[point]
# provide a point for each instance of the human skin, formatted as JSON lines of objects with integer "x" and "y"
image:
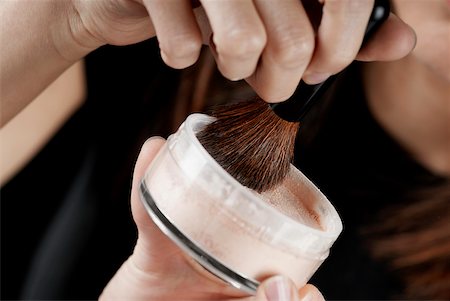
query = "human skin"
{"x": 159, "y": 270}
{"x": 410, "y": 97}
{"x": 271, "y": 44}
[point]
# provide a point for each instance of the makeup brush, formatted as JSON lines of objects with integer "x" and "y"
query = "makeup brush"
{"x": 254, "y": 141}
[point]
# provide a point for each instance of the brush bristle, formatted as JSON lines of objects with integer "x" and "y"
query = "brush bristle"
{"x": 251, "y": 143}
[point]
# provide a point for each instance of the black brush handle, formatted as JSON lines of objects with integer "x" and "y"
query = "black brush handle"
{"x": 304, "y": 97}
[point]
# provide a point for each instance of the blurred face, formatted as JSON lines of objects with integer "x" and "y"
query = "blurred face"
{"x": 431, "y": 21}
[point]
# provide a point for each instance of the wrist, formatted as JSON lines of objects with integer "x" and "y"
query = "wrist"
{"x": 71, "y": 39}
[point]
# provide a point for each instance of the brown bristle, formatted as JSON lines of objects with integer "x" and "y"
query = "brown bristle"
{"x": 251, "y": 143}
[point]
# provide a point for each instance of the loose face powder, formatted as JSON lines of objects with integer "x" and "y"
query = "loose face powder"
{"x": 239, "y": 235}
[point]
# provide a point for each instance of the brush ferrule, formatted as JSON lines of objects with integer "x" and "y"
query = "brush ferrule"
{"x": 295, "y": 108}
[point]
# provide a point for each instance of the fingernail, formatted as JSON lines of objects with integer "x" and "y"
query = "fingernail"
{"x": 315, "y": 78}
{"x": 153, "y": 138}
{"x": 277, "y": 289}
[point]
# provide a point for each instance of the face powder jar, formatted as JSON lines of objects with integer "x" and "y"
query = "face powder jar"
{"x": 239, "y": 235}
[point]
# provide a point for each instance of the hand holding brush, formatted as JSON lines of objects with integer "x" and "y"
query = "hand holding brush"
{"x": 254, "y": 141}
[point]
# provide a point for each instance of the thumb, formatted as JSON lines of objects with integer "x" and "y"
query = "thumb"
{"x": 280, "y": 288}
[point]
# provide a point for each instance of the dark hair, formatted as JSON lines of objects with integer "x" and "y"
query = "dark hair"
{"x": 409, "y": 232}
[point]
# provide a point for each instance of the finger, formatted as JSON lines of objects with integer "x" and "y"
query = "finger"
{"x": 290, "y": 45}
{"x": 394, "y": 40}
{"x": 311, "y": 293}
{"x": 238, "y": 36}
{"x": 177, "y": 31}
{"x": 339, "y": 37}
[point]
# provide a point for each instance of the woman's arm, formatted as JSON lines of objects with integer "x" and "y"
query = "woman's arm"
{"x": 36, "y": 44}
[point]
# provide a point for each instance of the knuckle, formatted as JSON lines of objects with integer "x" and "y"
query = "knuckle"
{"x": 348, "y": 6}
{"x": 295, "y": 48}
{"x": 240, "y": 43}
{"x": 182, "y": 45}
{"x": 274, "y": 95}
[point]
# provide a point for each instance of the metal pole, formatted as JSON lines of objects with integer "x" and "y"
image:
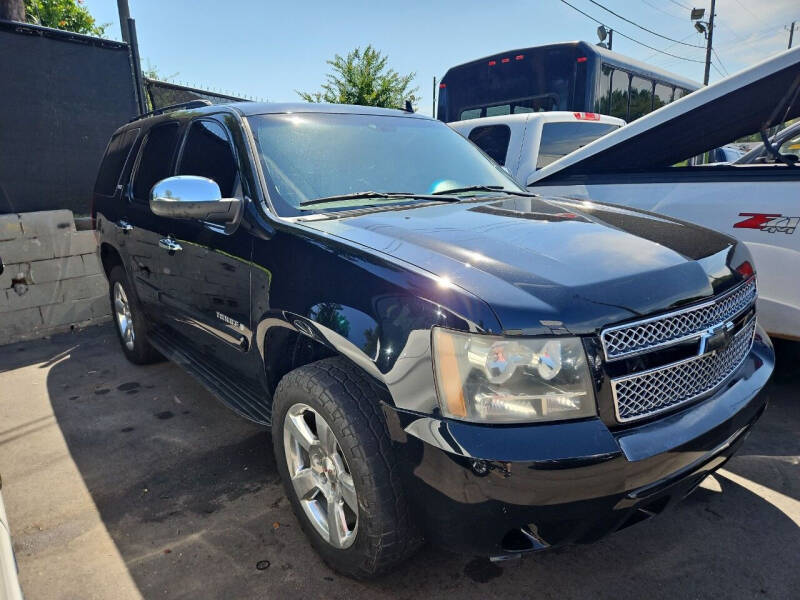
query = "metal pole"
{"x": 137, "y": 66}
{"x": 433, "y": 108}
{"x": 708, "y": 45}
{"x": 124, "y": 15}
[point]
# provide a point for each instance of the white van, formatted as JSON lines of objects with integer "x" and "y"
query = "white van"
{"x": 525, "y": 142}
{"x": 642, "y": 165}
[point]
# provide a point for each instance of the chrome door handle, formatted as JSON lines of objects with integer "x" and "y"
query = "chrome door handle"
{"x": 169, "y": 244}
{"x": 124, "y": 226}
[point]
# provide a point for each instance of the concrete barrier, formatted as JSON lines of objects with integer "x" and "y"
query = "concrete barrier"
{"x": 53, "y": 280}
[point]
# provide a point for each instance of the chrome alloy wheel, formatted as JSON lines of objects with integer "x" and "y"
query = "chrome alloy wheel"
{"x": 320, "y": 475}
{"x": 122, "y": 311}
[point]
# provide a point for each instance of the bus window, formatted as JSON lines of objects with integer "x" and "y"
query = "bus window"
{"x": 492, "y": 139}
{"x": 472, "y": 113}
{"x": 602, "y": 90}
{"x": 619, "y": 95}
{"x": 662, "y": 96}
{"x": 641, "y": 97}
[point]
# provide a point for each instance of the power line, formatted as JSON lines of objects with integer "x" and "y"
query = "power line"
{"x": 642, "y": 27}
{"x": 755, "y": 16}
{"x": 683, "y": 6}
{"x": 714, "y": 50}
{"x": 647, "y": 58}
{"x": 721, "y": 74}
{"x": 661, "y": 10}
{"x": 627, "y": 37}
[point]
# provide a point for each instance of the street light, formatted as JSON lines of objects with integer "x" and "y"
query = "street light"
{"x": 707, "y": 29}
{"x": 602, "y": 33}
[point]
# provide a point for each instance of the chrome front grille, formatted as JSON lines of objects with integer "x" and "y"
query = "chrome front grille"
{"x": 722, "y": 346}
{"x": 649, "y": 334}
{"x": 656, "y": 390}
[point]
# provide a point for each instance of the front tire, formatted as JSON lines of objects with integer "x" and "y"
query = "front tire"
{"x": 129, "y": 320}
{"x": 335, "y": 458}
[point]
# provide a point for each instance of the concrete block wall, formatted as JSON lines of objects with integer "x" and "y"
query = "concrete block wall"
{"x": 53, "y": 280}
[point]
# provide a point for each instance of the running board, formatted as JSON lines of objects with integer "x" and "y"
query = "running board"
{"x": 242, "y": 399}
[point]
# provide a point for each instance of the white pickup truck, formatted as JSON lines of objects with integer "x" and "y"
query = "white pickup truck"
{"x": 525, "y": 142}
{"x": 642, "y": 165}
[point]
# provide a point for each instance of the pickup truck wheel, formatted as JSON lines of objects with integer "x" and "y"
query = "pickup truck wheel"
{"x": 129, "y": 320}
{"x": 335, "y": 458}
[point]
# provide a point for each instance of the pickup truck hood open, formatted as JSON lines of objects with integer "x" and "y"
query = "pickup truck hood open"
{"x": 760, "y": 96}
{"x": 581, "y": 265}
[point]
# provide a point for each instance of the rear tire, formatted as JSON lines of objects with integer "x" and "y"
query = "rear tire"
{"x": 129, "y": 320}
{"x": 347, "y": 403}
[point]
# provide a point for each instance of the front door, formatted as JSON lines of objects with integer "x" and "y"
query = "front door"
{"x": 141, "y": 230}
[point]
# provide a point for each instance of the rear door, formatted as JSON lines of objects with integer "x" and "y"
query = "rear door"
{"x": 206, "y": 284}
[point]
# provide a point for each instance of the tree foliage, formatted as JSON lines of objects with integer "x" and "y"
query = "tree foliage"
{"x": 69, "y": 15}
{"x": 362, "y": 77}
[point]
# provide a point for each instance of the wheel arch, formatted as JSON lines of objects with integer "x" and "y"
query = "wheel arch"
{"x": 110, "y": 257}
{"x": 288, "y": 341}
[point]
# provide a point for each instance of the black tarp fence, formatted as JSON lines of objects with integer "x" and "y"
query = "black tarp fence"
{"x": 62, "y": 95}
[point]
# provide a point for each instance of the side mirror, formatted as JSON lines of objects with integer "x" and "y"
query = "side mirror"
{"x": 192, "y": 197}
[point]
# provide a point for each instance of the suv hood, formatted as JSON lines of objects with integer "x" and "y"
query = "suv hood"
{"x": 760, "y": 96}
{"x": 548, "y": 265}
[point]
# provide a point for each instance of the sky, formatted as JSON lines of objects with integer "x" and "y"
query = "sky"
{"x": 271, "y": 49}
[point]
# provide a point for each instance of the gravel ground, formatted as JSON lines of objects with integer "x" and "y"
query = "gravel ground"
{"x": 134, "y": 482}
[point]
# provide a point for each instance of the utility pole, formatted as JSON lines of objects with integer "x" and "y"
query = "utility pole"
{"x": 12, "y": 10}
{"x": 433, "y": 110}
{"x": 709, "y": 37}
{"x": 124, "y": 15}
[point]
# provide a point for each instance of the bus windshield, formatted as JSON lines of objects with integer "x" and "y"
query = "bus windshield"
{"x": 535, "y": 81}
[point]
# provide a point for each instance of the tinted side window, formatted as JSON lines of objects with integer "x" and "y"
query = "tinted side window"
{"x": 113, "y": 162}
{"x": 559, "y": 139}
{"x": 492, "y": 139}
{"x": 662, "y": 96}
{"x": 619, "y": 95}
{"x": 155, "y": 159}
{"x": 208, "y": 153}
{"x": 641, "y": 97}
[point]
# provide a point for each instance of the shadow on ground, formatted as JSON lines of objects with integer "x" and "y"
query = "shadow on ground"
{"x": 191, "y": 497}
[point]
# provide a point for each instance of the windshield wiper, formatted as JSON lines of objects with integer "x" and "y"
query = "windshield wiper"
{"x": 379, "y": 195}
{"x": 483, "y": 188}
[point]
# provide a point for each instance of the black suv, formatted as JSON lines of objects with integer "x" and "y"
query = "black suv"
{"x": 440, "y": 354}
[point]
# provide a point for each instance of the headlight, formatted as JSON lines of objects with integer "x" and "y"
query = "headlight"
{"x": 509, "y": 380}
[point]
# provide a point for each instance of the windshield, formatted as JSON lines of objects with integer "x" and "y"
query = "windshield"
{"x": 308, "y": 156}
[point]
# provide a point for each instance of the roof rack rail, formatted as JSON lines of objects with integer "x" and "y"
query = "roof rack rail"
{"x": 171, "y": 107}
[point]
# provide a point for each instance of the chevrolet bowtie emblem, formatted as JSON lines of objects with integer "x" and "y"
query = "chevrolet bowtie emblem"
{"x": 715, "y": 338}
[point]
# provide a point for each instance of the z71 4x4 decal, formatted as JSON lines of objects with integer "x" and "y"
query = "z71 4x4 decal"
{"x": 770, "y": 223}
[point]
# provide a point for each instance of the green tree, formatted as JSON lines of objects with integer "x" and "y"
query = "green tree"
{"x": 69, "y": 15}
{"x": 362, "y": 77}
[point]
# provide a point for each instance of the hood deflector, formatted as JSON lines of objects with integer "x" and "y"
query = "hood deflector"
{"x": 760, "y": 96}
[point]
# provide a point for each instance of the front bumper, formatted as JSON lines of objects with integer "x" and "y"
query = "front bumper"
{"x": 496, "y": 490}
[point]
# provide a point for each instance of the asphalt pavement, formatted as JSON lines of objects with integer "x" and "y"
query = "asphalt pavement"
{"x": 134, "y": 482}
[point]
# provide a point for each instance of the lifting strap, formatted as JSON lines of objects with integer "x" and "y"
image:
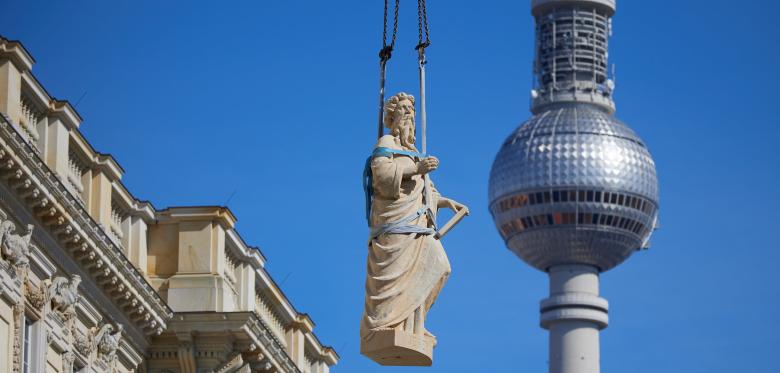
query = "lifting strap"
{"x": 402, "y": 226}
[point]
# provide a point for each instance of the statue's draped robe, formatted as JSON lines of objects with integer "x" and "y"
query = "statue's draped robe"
{"x": 405, "y": 271}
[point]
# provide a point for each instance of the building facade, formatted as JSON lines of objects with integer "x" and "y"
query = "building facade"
{"x": 93, "y": 279}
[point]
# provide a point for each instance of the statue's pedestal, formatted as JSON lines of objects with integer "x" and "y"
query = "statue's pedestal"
{"x": 399, "y": 348}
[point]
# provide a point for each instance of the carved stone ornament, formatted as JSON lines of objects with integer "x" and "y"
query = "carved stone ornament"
{"x": 36, "y": 295}
{"x": 82, "y": 343}
{"x": 407, "y": 265}
{"x": 106, "y": 342}
{"x": 64, "y": 295}
{"x": 15, "y": 248}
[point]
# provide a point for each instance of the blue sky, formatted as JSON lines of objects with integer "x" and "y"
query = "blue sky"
{"x": 275, "y": 104}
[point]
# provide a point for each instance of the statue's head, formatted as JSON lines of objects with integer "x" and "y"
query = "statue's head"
{"x": 399, "y": 118}
{"x": 7, "y": 227}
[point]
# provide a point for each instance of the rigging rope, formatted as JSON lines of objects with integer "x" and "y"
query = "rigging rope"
{"x": 384, "y": 55}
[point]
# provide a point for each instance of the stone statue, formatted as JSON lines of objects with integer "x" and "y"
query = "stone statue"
{"x": 106, "y": 342}
{"x": 64, "y": 295}
{"x": 14, "y": 247}
{"x": 407, "y": 265}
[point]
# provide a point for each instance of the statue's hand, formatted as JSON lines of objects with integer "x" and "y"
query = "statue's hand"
{"x": 427, "y": 165}
{"x": 453, "y": 205}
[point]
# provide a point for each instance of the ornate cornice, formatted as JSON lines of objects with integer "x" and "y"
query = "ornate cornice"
{"x": 87, "y": 242}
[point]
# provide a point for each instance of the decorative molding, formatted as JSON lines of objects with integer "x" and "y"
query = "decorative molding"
{"x": 57, "y": 209}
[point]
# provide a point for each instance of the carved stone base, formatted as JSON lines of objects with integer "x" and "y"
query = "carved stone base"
{"x": 398, "y": 348}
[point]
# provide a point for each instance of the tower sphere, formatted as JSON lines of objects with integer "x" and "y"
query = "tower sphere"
{"x": 574, "y": 185}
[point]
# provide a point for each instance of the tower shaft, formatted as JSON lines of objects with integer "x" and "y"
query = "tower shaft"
{"x": 574, "y": 314}
{"x": 571, "y": 64}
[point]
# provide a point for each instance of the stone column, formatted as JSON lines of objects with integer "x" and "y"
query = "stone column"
{"x": 574, "y": 314}
{"x": 10, "y": 90}
{"x": 56, "y": 147}
{"x": 100, "y": 199}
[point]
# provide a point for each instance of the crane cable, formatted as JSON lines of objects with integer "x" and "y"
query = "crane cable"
{"x": 424, "y": 41}
{"x": 384, "y": 55}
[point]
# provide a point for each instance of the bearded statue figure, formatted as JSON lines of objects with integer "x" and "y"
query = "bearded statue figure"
{"x": 14, "y": 247}
{"x": 64, "y": 295}
{"x": 407, "y": 265}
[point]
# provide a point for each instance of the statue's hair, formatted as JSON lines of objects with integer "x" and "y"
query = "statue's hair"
{"x": 391, "y": 106}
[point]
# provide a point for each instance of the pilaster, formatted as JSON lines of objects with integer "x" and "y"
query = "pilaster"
{"x": 10, "y": 89}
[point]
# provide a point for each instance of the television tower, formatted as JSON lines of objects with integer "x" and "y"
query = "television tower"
{"x": 573, "y": 191}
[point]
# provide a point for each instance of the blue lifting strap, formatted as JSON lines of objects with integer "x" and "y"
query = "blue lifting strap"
{"x": 367, "y": 175}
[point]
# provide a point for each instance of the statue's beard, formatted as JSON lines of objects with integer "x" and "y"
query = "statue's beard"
{"x": 406, "y": 133}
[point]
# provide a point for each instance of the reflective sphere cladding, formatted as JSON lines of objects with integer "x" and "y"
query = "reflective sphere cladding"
{"x": 574, "y": 185}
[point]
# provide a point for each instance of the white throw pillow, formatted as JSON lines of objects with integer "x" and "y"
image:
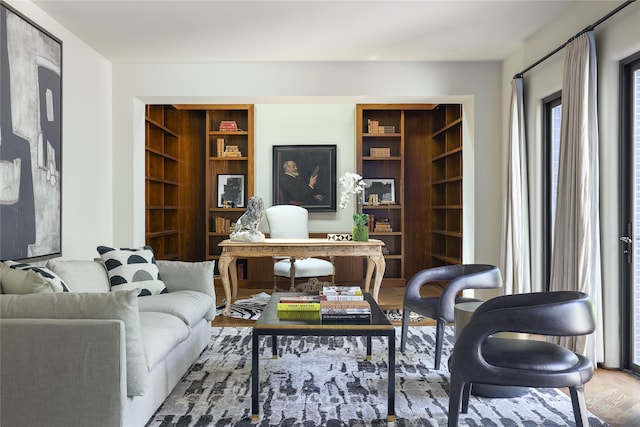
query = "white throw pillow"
{"x": 81, "y": 275}
{"x": 20, "y": 278}
{"x": 132, "y": 269}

* Your instructions:
Write out, word for word, the lines running from the one containing "# provide a point for each instance of the white throw" to the end of the data above; the pictures are to be left out.

* Answer to this task:
# provide a point for each instance of the white throw pillow, formatted as JSON lines of objects with integer "x" and "y"
image:
query = "white throw pillow"
{"x": 81, "y": 275}
{"x": 20, "y": 278}
{"x": 132, "y": 269}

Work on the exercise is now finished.